### [Extract provided]
***

In the spirit of "The Shawshank Redemption," here is my short list of players and/or units that could have you chanting "fresh fish" when your roster draws the match-up:
Catch Of The Day Courtesy of Jonathan Joseph, the Texas Fishmonger
Before exiting this game with a concussion, Jonathan Joseph gave up play after play to Vikings receivers Adam Thielen and Cordarrelle Patterson. What puzzled me most was the Texans' decision to play off coverage on both options—especially Patterson, who everyone knows can't beat press.
J. Joseph: Fresh Fish Pt II
J. Joseph Fresh Fish Pt III - The Reckoning
I liked Adam Thielen and I mentioned him as a worthwhile option on Sunday morning's Audible pre-game show but I expected far more resistance from a veteran cornerback than this. Thielen is a worker and strong route runner with good hands. Pair him with the timing quarterback of Sam Bradford's skill and it's a nice match. He could finish the year as a sneaky-good WR3.
The Rest of Week 5's Fresh Fish
- Raiders CB Sean Smith continues to be the gift that keeps on giving. Tyrell Willams ran one of the worst stutter routes I've seen in the NFL this year and still froze Smith, who is better at press coverage than the off-man that the Raiders are having him perform. Although he intercepted Philip Rivers, Rivers was 0-for-3 against Smith on wide-open deep shots to Travis Benjamin and two of them were due to poor placement.

***

### [Raw data]
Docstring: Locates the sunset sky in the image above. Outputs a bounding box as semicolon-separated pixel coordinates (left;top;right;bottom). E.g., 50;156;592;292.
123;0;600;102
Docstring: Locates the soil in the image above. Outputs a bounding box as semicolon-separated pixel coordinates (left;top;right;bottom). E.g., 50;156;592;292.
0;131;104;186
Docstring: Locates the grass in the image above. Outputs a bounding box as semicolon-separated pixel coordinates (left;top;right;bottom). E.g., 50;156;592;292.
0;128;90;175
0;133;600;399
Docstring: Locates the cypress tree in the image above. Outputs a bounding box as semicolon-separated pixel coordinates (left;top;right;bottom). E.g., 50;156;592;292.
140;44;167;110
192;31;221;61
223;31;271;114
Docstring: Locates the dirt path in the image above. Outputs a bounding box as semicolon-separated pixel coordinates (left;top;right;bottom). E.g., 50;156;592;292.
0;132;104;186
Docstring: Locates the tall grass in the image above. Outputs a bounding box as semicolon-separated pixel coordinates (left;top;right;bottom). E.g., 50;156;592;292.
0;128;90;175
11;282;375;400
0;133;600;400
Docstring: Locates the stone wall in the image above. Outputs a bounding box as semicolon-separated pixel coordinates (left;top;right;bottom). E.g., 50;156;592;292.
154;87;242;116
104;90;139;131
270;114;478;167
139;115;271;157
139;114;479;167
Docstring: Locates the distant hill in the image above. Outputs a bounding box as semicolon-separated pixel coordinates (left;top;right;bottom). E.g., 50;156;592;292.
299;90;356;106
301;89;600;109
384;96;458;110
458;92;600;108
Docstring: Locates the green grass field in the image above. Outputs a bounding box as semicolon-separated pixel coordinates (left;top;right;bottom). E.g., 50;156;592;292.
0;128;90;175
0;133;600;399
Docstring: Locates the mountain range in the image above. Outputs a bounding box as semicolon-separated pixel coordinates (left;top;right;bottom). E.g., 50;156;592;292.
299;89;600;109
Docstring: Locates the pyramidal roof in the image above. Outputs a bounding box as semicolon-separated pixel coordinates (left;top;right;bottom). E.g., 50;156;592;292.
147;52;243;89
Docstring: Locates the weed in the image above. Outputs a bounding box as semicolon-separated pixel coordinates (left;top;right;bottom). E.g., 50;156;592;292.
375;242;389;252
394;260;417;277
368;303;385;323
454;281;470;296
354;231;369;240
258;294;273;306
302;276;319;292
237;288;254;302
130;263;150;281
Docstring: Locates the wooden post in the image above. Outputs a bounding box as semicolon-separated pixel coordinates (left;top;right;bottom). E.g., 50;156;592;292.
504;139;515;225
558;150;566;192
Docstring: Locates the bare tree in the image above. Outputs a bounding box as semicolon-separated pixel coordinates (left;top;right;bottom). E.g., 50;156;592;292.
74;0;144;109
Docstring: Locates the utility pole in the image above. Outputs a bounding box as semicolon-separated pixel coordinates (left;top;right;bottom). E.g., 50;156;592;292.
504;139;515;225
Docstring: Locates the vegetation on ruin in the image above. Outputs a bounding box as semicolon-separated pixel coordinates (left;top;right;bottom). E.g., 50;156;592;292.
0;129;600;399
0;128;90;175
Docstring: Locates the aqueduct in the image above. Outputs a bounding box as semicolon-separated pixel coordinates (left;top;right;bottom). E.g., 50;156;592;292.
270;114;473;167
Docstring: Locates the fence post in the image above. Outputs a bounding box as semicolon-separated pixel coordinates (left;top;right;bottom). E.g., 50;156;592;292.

***

### [Work task]
Quote the football column word for word, starting at "In the spirit" and ending at "can't beat press.". The rows come from a separate source, not from the football column.

### [Response box]
In the spirit of "The Shawshank Redemption," here is my short list of players and/or units that could have you chanting "fresh fish" when your roster draws the match-up:
Catch Of The Day Courtesy of Jonathan Joseph, the Texas Fishmonger
Before exiting this game with a concussion, Jonathan Joseph gave up play after play to Vikings receivers Adam Thielen and Cordarrelle Patterson. What puzzled me most was the Texans' decision to play off coverage on both options—especially Patterson, who everyone knows can't beat press.